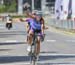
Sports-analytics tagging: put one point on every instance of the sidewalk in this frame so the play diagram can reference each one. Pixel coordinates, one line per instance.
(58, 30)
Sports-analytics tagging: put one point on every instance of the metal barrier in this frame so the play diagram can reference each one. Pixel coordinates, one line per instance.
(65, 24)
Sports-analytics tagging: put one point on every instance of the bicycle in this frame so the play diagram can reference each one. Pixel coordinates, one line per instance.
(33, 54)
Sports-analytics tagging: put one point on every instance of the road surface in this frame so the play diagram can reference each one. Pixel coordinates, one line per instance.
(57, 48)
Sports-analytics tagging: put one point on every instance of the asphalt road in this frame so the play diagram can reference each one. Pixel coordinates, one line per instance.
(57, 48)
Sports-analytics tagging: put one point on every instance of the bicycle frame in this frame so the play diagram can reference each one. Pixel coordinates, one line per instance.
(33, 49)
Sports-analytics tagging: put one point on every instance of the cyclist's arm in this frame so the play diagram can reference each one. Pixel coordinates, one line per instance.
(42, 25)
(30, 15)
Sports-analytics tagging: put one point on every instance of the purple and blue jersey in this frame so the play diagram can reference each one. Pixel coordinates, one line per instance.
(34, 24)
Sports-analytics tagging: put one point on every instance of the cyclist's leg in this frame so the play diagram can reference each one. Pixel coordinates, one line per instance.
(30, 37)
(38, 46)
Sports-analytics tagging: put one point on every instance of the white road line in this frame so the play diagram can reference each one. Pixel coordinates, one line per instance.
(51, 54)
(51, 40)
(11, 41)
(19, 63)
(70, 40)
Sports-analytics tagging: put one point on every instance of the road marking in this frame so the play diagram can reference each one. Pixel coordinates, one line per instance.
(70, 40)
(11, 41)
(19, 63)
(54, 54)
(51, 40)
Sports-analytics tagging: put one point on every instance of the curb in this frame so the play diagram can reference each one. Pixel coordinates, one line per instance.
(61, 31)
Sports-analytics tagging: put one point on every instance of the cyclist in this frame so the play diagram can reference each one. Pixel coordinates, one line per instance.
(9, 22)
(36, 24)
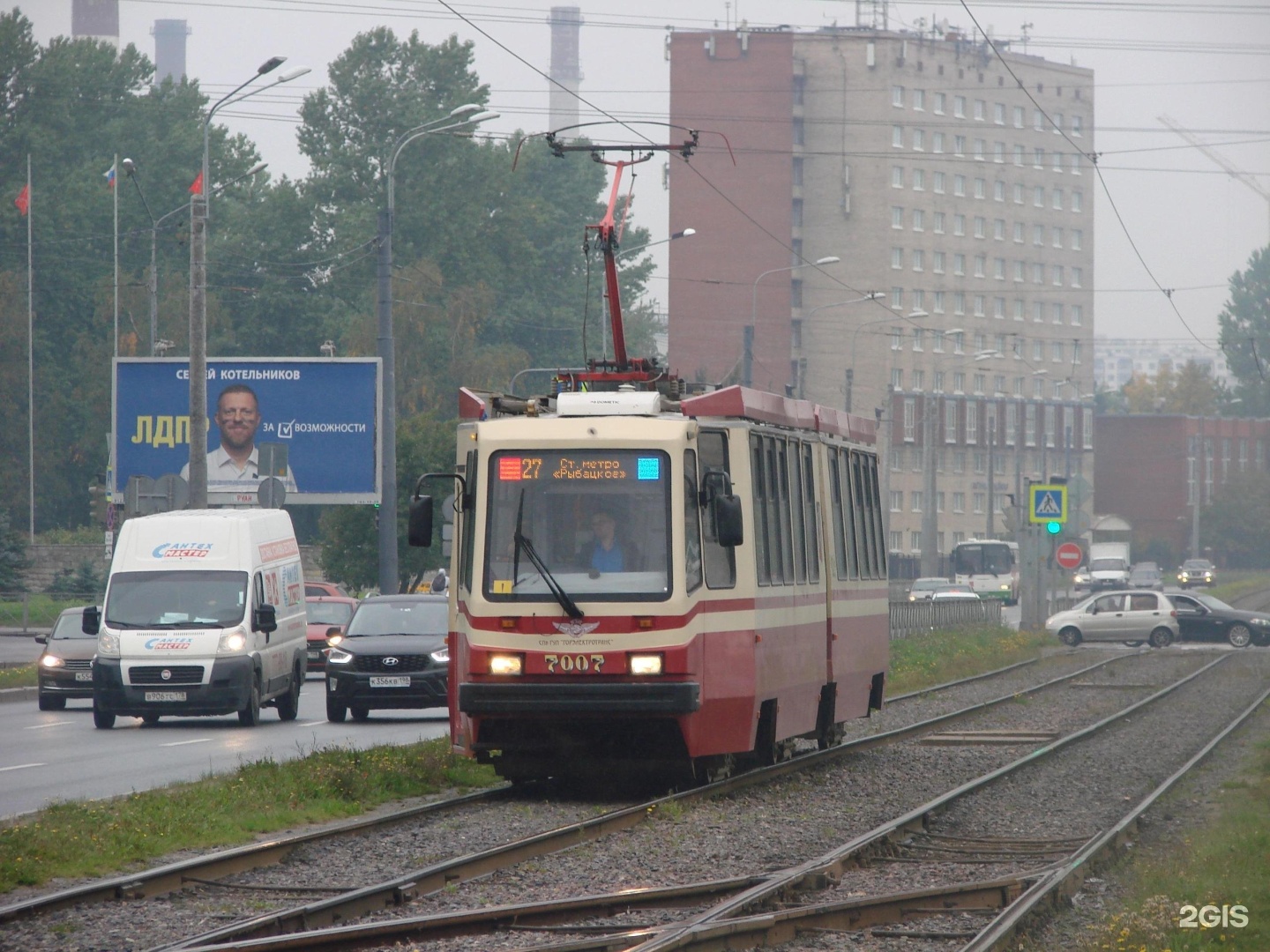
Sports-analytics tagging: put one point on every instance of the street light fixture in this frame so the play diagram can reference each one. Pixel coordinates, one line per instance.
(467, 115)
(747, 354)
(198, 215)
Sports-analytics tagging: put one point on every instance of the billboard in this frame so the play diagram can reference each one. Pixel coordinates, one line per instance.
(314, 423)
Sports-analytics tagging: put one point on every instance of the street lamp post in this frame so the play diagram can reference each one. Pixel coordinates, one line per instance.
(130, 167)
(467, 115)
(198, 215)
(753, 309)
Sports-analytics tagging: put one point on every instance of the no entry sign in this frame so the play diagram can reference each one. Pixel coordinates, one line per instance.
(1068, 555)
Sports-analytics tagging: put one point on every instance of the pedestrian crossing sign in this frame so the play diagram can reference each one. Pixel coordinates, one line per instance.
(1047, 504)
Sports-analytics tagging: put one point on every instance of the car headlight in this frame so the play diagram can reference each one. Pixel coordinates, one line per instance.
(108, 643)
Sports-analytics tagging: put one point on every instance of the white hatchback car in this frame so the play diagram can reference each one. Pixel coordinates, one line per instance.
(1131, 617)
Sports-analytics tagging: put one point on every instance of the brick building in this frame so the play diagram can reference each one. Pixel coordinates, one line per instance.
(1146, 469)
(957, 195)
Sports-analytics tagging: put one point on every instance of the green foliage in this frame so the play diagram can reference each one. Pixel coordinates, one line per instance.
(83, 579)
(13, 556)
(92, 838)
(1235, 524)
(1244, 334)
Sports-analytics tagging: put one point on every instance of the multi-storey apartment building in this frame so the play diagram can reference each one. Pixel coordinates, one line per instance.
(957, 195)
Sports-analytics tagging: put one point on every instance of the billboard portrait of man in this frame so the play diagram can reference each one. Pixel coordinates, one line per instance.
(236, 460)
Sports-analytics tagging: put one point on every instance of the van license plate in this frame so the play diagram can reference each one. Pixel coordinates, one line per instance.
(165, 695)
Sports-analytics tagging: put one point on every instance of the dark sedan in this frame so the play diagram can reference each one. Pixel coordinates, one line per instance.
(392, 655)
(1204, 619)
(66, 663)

☆ ☆ ☆ ☆ ☆

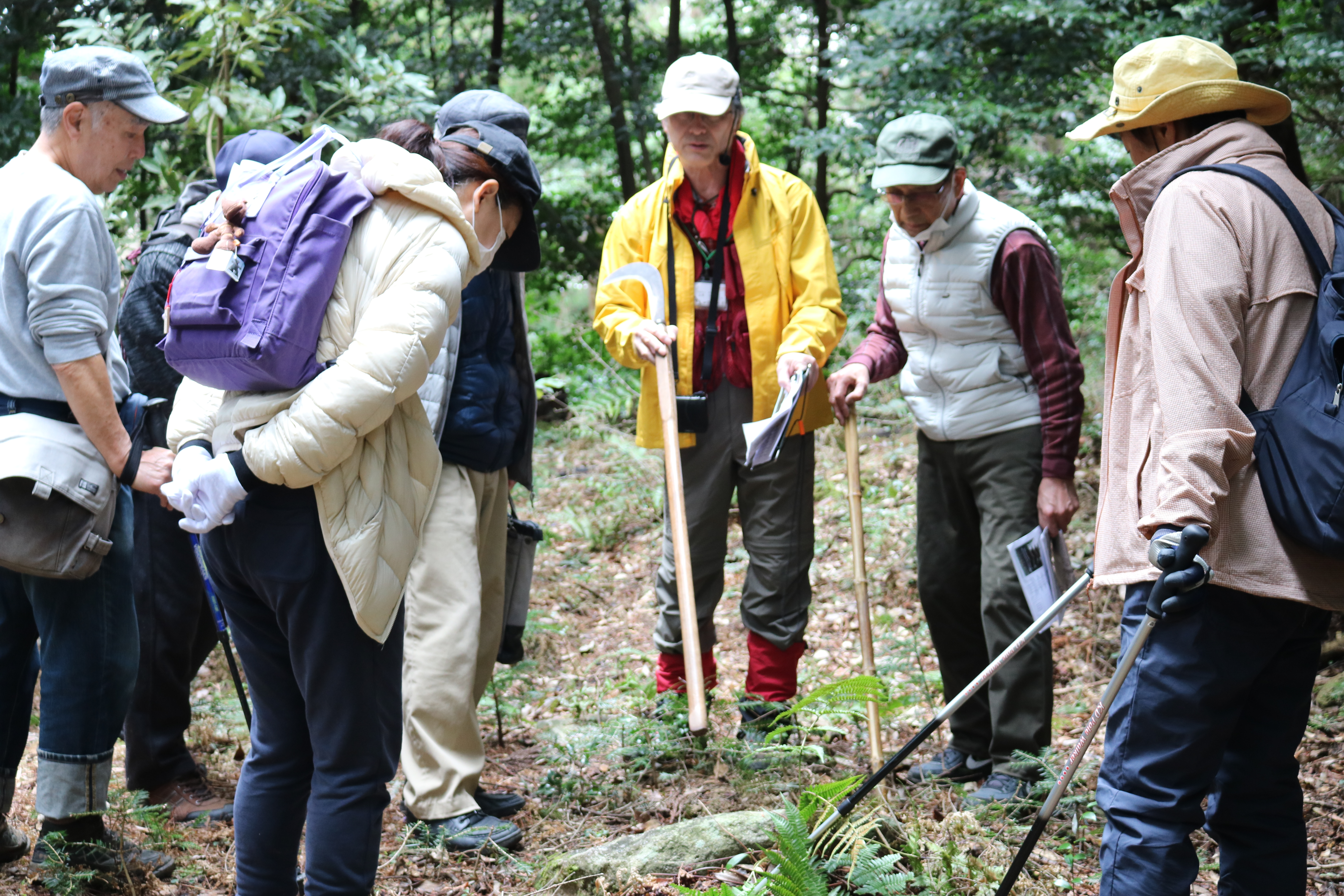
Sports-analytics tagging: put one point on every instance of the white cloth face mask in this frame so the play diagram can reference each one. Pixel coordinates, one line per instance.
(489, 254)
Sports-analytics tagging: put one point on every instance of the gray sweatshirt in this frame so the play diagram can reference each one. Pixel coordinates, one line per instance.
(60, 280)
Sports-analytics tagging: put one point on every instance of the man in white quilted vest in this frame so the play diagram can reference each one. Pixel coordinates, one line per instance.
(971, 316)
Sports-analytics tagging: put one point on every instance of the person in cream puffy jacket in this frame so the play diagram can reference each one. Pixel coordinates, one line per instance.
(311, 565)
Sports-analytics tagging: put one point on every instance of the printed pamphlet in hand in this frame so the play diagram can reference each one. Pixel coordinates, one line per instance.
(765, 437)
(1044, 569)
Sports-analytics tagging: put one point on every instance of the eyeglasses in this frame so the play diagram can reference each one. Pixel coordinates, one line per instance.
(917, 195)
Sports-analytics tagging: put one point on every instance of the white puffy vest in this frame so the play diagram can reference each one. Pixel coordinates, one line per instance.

☆ ☆ ☆ ☆ ☆

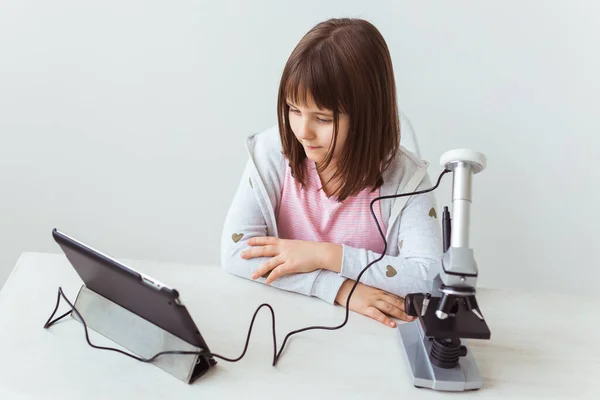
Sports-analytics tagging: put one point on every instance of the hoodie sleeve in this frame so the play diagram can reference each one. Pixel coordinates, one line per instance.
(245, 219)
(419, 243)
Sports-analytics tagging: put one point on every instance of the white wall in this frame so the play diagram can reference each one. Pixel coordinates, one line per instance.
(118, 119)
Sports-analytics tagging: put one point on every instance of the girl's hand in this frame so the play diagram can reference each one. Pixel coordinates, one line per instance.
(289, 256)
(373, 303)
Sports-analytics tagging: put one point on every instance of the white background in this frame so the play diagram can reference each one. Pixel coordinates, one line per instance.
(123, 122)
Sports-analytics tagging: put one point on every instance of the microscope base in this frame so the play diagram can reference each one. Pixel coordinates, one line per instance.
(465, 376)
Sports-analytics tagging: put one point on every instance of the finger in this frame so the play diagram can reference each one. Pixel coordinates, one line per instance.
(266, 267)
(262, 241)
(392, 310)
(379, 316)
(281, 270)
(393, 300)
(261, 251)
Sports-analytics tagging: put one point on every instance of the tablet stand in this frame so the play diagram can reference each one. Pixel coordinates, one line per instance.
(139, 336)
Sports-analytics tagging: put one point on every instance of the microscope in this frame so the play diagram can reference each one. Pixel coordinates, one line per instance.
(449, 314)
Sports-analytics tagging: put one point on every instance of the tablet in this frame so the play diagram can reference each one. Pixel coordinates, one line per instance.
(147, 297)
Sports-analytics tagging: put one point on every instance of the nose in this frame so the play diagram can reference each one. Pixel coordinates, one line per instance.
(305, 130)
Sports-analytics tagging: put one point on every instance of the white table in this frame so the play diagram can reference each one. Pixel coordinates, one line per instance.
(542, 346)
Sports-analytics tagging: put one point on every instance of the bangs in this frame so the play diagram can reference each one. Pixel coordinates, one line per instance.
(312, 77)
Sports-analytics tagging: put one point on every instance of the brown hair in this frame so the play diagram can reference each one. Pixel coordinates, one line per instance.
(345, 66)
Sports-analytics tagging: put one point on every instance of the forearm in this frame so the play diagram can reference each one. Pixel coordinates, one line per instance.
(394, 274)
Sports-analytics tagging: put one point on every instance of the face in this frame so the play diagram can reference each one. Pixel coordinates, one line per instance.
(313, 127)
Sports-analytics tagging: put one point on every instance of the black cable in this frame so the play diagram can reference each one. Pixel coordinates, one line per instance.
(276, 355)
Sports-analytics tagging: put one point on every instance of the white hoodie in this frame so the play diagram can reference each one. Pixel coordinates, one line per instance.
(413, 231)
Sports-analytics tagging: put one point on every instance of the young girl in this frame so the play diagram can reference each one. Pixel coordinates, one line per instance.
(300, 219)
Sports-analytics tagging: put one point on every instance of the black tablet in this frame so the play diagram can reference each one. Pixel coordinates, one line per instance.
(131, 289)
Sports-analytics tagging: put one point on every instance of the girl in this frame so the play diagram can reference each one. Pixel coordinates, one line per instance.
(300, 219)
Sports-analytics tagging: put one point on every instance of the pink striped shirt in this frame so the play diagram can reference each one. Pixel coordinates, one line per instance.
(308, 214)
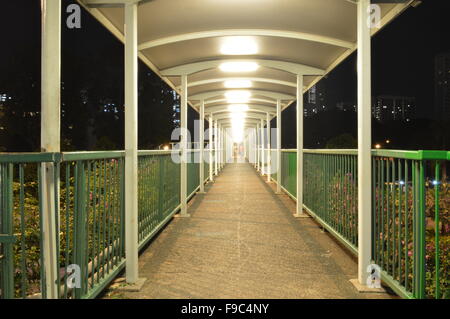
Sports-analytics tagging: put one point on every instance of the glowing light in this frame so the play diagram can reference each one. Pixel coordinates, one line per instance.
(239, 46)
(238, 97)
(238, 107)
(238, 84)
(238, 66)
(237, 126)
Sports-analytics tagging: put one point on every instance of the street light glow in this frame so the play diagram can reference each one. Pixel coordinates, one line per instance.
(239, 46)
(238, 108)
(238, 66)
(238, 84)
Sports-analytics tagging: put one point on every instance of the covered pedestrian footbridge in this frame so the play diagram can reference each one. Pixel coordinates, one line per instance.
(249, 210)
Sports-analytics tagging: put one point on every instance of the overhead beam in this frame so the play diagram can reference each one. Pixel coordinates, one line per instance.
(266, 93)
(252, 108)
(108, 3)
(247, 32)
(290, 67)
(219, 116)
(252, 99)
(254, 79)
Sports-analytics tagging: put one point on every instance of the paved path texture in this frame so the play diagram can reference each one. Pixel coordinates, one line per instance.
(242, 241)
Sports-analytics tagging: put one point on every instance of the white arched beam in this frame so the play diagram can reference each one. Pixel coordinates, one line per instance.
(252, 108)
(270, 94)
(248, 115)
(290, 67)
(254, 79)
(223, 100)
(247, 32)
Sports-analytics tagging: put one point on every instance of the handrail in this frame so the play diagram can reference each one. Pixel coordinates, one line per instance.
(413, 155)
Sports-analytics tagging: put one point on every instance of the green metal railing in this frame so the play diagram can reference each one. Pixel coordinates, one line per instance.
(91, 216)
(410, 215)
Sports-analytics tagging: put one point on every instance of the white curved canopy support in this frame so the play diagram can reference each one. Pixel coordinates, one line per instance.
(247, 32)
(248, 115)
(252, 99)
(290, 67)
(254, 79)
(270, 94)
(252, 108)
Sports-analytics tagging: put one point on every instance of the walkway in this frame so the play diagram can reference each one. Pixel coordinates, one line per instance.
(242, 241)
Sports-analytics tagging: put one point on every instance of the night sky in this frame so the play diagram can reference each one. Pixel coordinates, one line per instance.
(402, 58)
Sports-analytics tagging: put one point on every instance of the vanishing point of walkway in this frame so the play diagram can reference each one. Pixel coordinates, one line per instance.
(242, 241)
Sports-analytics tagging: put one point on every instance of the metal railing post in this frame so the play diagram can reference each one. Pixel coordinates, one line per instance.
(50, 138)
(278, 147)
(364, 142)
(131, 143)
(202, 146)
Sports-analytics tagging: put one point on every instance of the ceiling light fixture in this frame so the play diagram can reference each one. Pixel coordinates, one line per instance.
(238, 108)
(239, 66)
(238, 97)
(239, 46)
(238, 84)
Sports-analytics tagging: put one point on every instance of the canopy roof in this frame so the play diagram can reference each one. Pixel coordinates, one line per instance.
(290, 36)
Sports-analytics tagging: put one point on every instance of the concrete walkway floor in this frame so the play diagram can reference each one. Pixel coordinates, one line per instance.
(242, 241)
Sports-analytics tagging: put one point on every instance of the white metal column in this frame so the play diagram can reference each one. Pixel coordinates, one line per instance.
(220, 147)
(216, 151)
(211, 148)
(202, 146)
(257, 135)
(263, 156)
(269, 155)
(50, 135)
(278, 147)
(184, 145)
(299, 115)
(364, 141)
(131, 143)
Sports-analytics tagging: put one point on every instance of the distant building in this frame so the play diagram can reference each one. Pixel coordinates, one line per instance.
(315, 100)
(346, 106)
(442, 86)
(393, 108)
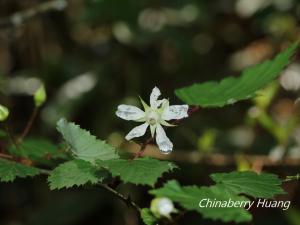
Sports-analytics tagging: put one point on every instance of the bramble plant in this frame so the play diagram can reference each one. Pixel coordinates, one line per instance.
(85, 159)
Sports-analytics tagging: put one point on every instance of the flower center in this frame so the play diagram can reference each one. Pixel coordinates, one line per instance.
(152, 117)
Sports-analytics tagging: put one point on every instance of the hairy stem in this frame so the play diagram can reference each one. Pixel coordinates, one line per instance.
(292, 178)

☆ ☆ ☆ ☆ ☆

AIM OF THE TASK:
Copy everything from the line containing "the billboard in" down to the line containing "(1131, 617)", both ends included, reproducing each line unchanged.

THE SOLUTION:
Sports-analytics tagging: put one point on every instance of the billboard in this frame so the play diagram can reference each one. Pixel coordinates, one line per instance.
(314, 423)
Sports-analytics tagging: put one point on every instance of the street lamp post in this frame so the play diagram can reference each one. Pixel coordinates, one line per instance.
(130, 167)
(467, 115)
(198, 215)
(753, 309)
Sports-analytics tagging: put one point on every instance of the no entry sign in this frame so the play diagram can reference each one. Pixel coordinates, one line per instance.
(1068, 555)
Sports-analytics tagging: put one point on every instance of the pedestrian crossing sign in this frame so the play diagram can reference each one. Pixel coordinates, one line per instance.
(1047, 504)
Sports-analytics tagging: put one point on every instance of the car headlight in this frame so the play diagram can reference each one. Pixel coordinates, one line per instance.
(108, 643)
Sports-analytics tagging: put one point on every instance of the white hatchback car in this frame so the play diagram can reference each one. Pixel coordinates, one line per instance.
(1131, 617)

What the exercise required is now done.